- [Your objective] Extract every line of the entries below that contains the string "lips", matching case exactly.
Start of Records for this exercise
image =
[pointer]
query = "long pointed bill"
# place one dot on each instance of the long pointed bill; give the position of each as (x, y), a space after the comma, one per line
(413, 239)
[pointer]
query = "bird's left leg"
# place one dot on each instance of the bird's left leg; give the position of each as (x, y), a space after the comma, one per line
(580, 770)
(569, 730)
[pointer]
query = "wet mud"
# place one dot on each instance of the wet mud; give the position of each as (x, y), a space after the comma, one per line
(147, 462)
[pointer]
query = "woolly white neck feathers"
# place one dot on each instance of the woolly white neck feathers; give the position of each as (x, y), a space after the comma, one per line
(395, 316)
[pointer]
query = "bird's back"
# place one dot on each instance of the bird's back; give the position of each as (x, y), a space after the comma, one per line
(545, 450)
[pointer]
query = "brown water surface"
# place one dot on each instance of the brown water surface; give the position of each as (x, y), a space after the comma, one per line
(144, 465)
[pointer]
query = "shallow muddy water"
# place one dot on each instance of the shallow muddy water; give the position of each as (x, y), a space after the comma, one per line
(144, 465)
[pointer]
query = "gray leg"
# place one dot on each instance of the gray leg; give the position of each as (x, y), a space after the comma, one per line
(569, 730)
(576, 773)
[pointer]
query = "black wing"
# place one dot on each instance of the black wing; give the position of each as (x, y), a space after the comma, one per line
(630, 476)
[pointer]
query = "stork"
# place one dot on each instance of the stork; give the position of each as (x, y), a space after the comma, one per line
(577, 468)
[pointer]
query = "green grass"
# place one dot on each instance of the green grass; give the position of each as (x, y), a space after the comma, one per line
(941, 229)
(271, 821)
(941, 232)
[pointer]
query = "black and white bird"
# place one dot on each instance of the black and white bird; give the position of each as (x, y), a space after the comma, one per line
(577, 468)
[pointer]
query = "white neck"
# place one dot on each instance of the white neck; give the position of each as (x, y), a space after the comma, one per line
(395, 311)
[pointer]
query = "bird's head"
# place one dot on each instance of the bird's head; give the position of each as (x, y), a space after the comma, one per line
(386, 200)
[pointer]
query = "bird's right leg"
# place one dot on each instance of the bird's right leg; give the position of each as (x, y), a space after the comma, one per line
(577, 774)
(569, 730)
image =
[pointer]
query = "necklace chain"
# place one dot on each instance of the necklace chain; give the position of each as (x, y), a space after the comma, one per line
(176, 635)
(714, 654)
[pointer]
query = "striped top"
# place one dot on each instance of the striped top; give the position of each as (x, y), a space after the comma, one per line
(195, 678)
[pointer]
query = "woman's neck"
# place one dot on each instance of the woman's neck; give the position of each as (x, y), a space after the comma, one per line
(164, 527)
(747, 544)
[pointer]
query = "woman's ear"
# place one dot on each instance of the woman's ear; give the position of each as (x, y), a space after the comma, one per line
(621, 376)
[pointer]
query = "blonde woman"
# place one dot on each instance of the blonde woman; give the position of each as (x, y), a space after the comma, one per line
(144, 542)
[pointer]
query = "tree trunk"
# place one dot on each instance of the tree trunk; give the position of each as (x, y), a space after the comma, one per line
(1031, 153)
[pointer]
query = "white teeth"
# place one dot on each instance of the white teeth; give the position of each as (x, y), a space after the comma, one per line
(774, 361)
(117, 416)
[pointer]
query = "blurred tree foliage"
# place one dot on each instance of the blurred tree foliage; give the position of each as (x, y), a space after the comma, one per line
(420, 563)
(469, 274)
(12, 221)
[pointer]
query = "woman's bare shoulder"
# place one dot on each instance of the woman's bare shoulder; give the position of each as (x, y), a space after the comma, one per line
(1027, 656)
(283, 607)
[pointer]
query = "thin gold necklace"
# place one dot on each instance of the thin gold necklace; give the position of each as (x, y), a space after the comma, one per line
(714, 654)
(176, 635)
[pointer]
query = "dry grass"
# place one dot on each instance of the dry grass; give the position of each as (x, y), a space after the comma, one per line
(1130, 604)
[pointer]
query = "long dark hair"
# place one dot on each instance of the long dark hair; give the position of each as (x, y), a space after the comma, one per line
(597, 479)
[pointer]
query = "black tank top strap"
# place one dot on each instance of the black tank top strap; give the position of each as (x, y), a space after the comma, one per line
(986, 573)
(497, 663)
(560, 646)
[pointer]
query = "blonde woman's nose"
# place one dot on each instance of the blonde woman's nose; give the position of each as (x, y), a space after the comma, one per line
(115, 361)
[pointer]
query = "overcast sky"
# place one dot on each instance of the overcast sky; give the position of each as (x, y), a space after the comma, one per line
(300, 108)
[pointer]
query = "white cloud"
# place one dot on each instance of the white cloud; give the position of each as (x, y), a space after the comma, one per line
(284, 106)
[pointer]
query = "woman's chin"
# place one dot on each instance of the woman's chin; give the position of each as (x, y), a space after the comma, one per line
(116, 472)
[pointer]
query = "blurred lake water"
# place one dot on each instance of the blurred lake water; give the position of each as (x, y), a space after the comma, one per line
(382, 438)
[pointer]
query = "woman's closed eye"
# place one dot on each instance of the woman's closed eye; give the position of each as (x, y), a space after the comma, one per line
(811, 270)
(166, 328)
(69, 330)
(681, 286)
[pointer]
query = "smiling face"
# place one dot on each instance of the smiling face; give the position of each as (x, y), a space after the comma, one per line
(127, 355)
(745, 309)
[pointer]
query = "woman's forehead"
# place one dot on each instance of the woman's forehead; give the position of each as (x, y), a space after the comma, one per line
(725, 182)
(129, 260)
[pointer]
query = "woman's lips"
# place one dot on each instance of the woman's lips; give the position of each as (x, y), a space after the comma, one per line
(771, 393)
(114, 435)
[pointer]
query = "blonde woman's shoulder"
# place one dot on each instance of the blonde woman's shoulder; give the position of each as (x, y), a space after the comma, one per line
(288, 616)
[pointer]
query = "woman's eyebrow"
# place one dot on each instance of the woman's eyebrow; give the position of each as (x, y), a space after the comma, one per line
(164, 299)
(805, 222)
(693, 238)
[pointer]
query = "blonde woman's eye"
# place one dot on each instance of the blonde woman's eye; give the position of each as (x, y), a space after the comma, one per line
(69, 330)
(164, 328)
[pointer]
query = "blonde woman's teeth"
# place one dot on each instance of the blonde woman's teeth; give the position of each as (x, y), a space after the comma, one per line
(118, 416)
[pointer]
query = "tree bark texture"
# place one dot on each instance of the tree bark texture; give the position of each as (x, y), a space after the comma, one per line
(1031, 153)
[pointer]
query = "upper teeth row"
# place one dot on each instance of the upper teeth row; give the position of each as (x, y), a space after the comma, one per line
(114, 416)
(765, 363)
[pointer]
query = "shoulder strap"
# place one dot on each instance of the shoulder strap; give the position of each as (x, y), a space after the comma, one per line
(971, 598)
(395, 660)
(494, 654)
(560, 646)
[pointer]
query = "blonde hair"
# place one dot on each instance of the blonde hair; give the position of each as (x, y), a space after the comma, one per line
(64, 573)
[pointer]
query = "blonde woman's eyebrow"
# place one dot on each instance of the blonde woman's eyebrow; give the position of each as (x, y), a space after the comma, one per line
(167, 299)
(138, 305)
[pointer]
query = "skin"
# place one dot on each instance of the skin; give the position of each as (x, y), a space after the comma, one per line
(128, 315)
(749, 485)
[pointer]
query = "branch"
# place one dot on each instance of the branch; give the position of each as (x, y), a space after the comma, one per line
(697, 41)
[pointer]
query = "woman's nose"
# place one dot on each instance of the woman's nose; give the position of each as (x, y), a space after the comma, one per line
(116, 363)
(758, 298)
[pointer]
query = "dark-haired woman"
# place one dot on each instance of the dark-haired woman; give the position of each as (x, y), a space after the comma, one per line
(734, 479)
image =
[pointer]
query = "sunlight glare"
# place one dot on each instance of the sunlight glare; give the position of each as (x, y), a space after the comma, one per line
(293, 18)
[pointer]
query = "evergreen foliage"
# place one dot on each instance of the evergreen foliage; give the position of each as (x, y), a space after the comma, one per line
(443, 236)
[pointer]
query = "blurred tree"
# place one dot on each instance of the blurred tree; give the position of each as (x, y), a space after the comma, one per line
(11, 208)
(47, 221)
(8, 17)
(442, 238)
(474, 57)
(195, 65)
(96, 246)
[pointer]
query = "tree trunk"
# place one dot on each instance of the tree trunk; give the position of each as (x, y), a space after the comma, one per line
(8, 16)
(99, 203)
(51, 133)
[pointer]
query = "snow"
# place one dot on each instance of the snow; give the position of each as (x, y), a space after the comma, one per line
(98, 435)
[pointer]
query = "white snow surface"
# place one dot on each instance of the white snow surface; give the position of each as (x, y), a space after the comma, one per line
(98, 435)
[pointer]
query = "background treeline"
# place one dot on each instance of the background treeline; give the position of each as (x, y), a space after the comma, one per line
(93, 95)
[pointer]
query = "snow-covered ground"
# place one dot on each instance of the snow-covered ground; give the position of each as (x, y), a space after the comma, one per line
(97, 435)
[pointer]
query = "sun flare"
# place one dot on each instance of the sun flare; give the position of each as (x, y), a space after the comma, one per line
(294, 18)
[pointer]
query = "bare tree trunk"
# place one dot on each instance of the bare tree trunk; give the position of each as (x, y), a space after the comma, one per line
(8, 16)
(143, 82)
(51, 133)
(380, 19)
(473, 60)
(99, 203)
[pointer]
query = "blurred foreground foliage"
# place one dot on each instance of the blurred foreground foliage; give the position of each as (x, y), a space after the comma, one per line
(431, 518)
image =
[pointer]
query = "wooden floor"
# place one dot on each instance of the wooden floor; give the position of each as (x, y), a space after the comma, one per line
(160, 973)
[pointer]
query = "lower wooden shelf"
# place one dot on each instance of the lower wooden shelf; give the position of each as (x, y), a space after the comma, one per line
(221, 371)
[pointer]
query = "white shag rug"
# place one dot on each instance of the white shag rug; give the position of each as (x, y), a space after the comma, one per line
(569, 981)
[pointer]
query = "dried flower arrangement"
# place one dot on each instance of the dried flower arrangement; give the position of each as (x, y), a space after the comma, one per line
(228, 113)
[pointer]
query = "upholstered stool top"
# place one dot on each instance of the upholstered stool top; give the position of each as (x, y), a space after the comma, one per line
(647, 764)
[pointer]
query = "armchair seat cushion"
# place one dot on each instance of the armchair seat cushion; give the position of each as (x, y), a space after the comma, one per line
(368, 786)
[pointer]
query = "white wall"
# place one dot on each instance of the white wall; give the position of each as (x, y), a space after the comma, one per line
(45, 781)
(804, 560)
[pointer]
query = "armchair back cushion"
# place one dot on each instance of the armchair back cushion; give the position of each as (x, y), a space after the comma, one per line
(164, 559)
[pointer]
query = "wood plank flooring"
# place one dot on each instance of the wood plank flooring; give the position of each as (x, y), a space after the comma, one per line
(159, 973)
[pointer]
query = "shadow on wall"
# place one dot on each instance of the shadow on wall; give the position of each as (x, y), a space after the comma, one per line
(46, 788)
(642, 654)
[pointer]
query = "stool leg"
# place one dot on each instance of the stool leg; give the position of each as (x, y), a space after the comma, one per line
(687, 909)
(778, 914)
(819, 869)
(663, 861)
End of Records for this exercise
- [Written reply]
query = "woman's lips"
# place one dot on each instance of the woman's lips; give the position of each as (x, y), a space after the comma, one per line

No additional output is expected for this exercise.